▶ **Supplied data**
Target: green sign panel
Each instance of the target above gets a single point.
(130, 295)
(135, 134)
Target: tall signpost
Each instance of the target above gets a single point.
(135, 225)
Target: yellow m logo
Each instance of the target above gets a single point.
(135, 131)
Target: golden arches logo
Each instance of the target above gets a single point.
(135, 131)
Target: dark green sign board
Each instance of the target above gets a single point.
---
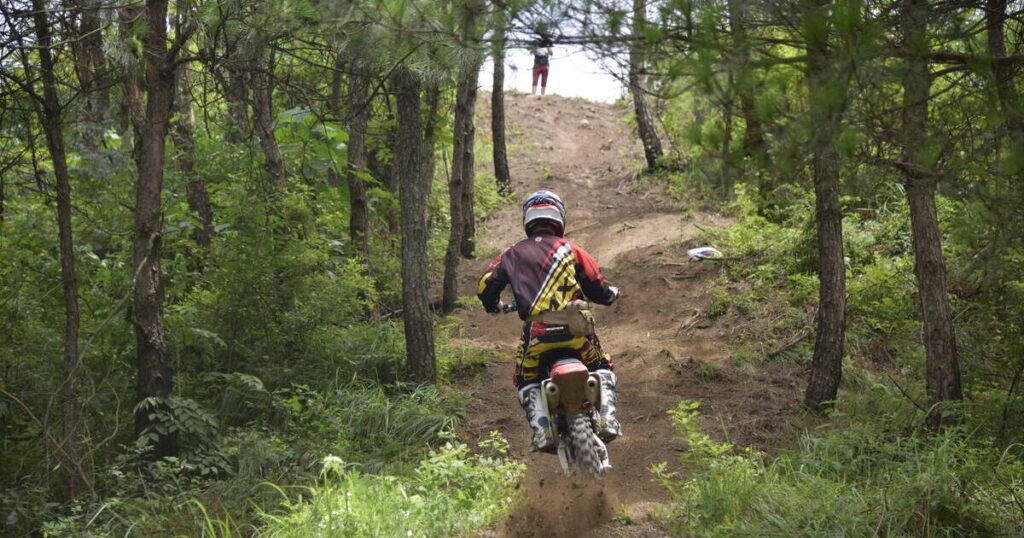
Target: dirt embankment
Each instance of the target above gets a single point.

▶ **Instructions to follow**
In the material above, find each line that contains the word "logo", and select it.

▶ **Response area**
Target: yellow m logo
Target: golden arches logo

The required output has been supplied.